'''

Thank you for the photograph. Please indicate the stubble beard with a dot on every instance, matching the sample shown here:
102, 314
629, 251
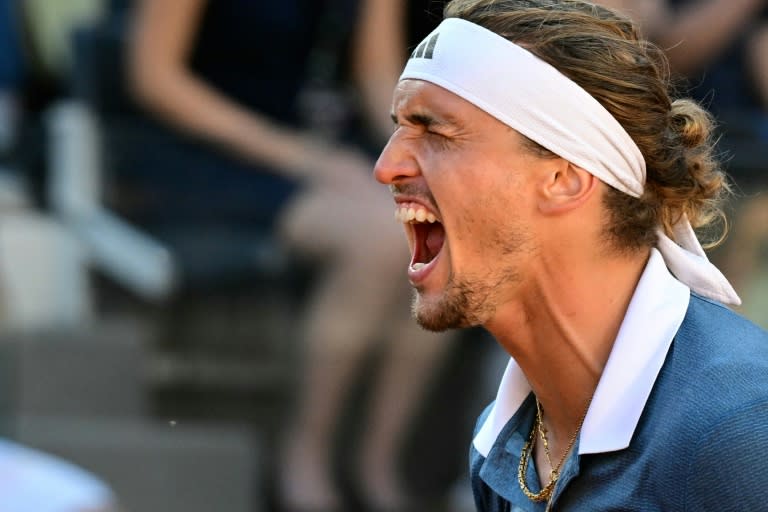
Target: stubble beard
463, 304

'''

**Your task:**
Reproduce every line of the data above, request text included but pictures omitted, and offset each answer coordinate by adding 97 to it. Leave all other numbers unchanged.

**Reply to the task:**
Thank you for the photograph. Please indicate the stubble beard with a dot on every instance, matching the sample shown here:
102, 314
629, 251
Target: stubble beard
560, 401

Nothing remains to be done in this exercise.